→ Instructions for the task
Extract each row below that contains the string "letter", where the case must match.

Entries for pointing to named objects
★ ★ ★

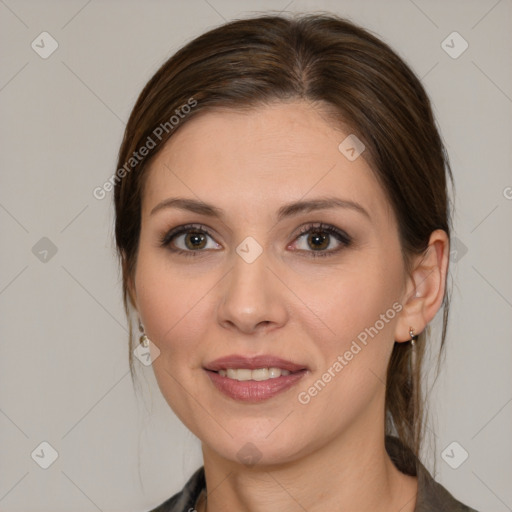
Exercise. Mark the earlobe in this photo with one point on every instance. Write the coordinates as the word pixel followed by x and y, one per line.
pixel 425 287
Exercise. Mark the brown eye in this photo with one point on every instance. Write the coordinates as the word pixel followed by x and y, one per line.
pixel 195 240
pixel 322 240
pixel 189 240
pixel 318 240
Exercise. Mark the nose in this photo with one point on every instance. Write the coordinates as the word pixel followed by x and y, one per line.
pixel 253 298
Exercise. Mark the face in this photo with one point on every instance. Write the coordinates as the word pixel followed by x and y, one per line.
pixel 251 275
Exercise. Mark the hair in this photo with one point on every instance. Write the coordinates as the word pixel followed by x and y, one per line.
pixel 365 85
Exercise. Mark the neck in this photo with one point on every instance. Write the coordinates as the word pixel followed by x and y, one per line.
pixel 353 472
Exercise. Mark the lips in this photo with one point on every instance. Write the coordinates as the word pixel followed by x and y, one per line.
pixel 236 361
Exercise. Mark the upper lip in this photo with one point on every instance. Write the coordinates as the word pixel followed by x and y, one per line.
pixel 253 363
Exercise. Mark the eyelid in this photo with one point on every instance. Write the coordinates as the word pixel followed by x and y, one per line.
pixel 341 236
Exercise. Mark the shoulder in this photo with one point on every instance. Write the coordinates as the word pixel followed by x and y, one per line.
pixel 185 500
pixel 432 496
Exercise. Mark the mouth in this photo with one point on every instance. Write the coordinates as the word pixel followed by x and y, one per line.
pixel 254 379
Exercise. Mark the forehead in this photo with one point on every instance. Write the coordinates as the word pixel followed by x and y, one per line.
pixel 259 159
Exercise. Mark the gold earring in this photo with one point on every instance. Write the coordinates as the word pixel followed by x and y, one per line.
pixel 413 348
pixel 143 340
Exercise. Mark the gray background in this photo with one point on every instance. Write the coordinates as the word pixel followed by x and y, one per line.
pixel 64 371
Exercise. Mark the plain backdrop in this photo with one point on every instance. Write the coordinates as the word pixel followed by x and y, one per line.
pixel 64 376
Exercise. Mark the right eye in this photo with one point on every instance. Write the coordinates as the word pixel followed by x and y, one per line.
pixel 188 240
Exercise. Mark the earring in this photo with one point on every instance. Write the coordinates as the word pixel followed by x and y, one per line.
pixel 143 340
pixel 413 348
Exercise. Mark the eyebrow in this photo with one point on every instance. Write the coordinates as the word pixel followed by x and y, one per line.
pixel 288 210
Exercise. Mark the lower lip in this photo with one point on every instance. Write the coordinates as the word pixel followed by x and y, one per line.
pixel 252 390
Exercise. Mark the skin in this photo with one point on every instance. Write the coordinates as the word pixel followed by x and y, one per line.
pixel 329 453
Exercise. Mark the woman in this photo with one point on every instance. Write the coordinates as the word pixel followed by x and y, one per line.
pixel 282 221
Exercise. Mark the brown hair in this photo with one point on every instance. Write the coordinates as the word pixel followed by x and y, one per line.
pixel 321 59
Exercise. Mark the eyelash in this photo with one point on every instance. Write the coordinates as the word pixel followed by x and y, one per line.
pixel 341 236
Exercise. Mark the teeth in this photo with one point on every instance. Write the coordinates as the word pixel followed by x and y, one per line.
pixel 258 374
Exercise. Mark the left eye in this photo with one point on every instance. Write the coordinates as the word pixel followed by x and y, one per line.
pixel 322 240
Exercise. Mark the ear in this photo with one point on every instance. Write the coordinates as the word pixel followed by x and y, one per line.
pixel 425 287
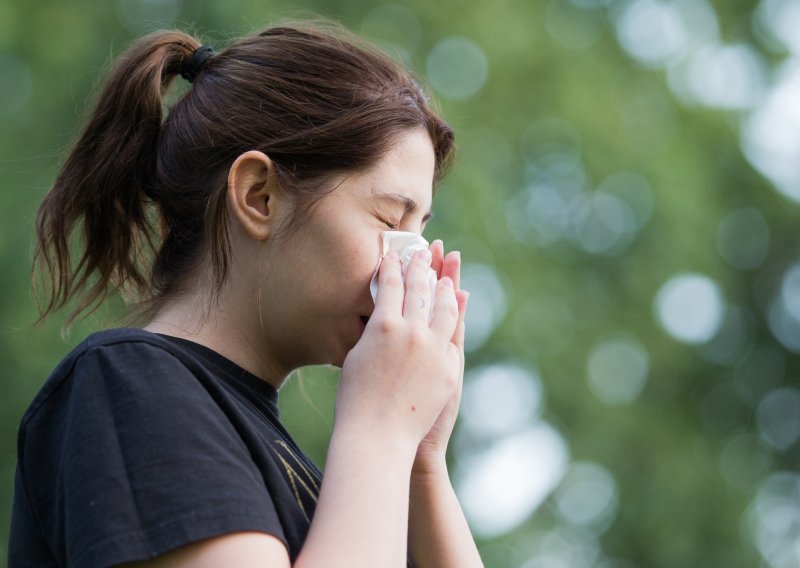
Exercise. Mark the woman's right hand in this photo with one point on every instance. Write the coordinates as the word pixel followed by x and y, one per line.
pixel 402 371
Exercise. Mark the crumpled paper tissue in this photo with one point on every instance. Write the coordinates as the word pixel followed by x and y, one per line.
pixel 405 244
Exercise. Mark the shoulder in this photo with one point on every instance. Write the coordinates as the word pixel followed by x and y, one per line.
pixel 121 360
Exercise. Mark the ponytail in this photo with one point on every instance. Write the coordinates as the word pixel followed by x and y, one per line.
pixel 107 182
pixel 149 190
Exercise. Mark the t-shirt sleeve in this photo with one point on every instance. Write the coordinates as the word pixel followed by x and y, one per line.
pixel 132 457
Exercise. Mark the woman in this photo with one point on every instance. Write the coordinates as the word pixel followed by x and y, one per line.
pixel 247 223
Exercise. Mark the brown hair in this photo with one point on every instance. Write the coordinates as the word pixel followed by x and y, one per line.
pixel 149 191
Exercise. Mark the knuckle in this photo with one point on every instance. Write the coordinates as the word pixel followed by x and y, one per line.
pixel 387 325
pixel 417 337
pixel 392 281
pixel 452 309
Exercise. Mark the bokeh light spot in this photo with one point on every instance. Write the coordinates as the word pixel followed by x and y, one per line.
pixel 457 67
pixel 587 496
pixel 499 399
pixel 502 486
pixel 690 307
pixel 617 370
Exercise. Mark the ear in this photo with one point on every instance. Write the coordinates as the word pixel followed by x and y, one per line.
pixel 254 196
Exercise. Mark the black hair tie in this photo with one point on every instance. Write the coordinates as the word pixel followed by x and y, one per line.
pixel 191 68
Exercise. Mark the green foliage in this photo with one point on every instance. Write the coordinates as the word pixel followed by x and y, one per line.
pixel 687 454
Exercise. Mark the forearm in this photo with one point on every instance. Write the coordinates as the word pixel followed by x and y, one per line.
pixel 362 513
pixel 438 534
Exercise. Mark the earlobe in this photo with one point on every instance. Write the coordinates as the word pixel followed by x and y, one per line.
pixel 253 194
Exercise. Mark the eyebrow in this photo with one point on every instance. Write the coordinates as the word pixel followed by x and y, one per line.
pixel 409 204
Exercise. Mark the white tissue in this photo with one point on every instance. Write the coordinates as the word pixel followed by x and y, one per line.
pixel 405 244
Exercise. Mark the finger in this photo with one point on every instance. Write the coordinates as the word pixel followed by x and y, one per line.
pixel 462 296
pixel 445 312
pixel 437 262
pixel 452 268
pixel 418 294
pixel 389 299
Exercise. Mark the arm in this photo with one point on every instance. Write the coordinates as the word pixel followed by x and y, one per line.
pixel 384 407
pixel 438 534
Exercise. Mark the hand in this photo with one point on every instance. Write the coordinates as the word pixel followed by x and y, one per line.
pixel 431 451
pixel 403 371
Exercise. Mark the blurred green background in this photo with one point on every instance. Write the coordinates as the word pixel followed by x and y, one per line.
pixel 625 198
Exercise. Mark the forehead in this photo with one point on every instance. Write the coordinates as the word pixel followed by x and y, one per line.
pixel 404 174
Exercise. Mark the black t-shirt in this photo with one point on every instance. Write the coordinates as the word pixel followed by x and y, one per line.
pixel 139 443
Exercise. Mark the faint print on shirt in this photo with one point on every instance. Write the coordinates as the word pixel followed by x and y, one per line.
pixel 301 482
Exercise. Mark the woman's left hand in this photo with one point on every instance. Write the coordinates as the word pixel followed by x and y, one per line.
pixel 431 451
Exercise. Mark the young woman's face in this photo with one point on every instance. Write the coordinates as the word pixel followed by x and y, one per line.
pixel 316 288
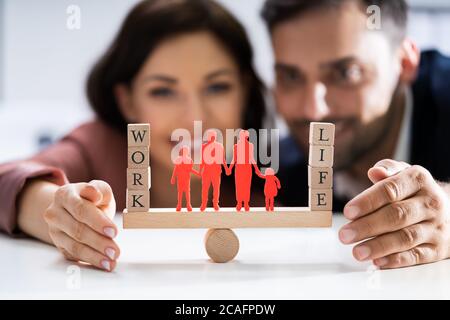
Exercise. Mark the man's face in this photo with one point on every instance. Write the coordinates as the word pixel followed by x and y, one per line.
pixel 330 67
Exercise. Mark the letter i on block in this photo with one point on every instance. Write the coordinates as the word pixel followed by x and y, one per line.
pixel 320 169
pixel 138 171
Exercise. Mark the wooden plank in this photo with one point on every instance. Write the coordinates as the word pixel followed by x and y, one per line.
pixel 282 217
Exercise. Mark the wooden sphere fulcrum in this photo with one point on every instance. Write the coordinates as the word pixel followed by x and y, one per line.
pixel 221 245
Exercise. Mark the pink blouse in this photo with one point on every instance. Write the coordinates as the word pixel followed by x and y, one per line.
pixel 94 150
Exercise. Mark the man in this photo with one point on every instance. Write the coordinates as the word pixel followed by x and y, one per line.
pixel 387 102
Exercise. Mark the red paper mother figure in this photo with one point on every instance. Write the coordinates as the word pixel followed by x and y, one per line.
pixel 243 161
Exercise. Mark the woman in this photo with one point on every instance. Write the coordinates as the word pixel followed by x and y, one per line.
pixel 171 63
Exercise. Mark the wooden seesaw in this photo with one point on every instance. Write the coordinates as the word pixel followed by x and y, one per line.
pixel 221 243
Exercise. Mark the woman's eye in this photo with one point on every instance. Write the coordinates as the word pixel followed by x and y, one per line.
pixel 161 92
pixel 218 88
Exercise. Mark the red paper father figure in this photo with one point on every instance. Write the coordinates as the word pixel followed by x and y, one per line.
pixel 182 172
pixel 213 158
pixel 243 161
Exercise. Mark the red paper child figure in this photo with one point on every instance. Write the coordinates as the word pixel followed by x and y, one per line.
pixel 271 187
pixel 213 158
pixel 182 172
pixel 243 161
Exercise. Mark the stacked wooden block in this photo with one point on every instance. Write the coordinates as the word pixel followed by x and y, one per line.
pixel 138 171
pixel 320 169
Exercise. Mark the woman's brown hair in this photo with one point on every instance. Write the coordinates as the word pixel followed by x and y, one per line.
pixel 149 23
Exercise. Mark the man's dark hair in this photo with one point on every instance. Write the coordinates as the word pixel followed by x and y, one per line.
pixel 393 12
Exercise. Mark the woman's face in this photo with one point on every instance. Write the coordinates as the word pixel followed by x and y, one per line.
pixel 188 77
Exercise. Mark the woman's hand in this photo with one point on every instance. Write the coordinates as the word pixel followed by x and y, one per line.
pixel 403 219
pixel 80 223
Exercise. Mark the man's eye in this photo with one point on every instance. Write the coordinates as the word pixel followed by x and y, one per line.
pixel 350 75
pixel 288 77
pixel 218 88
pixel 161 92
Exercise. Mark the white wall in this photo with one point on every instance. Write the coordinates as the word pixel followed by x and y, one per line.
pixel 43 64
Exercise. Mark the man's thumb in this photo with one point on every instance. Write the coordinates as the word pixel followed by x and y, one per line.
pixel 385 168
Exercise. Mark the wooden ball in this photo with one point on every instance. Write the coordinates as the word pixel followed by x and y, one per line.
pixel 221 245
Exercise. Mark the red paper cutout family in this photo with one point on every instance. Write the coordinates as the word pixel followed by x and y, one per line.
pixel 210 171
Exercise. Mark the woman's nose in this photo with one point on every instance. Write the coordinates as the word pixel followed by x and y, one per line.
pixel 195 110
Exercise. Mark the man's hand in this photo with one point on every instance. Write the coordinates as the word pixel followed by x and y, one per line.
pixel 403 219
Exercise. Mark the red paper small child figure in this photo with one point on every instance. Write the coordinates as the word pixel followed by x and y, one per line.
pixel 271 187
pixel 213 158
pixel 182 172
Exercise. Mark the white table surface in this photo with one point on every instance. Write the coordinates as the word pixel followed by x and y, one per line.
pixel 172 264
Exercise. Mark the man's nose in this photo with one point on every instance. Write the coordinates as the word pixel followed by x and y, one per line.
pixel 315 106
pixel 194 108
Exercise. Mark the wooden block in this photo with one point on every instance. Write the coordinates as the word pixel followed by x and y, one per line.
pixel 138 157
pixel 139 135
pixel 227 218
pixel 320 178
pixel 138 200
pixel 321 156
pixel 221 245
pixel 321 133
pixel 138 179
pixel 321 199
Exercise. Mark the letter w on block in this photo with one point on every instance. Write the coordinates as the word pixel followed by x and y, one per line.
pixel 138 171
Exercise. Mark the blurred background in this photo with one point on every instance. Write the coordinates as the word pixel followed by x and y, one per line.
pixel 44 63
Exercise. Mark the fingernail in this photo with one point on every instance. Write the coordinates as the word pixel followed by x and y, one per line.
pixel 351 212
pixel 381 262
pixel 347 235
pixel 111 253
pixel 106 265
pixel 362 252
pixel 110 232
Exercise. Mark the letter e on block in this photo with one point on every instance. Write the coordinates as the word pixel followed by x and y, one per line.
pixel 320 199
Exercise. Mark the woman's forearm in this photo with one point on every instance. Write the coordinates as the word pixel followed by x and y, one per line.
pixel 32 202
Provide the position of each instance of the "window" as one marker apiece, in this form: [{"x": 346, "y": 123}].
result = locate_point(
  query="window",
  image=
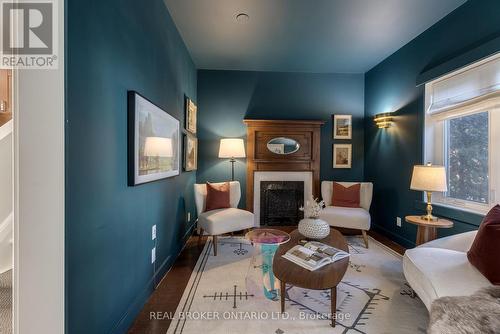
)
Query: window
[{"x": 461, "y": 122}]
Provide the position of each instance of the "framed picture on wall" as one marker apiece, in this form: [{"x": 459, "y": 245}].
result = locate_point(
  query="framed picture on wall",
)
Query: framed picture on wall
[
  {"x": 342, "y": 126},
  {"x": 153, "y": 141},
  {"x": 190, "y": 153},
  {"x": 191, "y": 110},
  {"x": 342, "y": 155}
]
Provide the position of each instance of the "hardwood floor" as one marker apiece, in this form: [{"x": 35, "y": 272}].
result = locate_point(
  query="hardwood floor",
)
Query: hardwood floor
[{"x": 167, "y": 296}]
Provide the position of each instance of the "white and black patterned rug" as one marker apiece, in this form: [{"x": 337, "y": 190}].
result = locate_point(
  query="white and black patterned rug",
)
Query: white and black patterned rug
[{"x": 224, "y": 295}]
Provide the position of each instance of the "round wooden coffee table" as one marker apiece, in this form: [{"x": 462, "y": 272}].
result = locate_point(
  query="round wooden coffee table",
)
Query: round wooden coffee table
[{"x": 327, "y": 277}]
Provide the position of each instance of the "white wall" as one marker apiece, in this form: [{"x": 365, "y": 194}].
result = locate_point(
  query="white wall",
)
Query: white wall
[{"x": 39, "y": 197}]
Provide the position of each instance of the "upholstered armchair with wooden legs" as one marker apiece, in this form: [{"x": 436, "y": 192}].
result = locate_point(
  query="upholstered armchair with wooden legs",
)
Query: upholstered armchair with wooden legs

★ ★ ★

→ The response
Exercise. Mark the letter i on block in this photo with one point on every instance. Write the coordinates as the word pixel followed by x and y, one per line.
Exercise. Mark the letter w on block in this photo with one point on every instance. Write the coordinates as the word pixel followed by x and y, one per line.
Exercise. Mark the letter e on block in this photo with one point on every instance. Write the coordinates as the word pixel followed by x and y, one per line.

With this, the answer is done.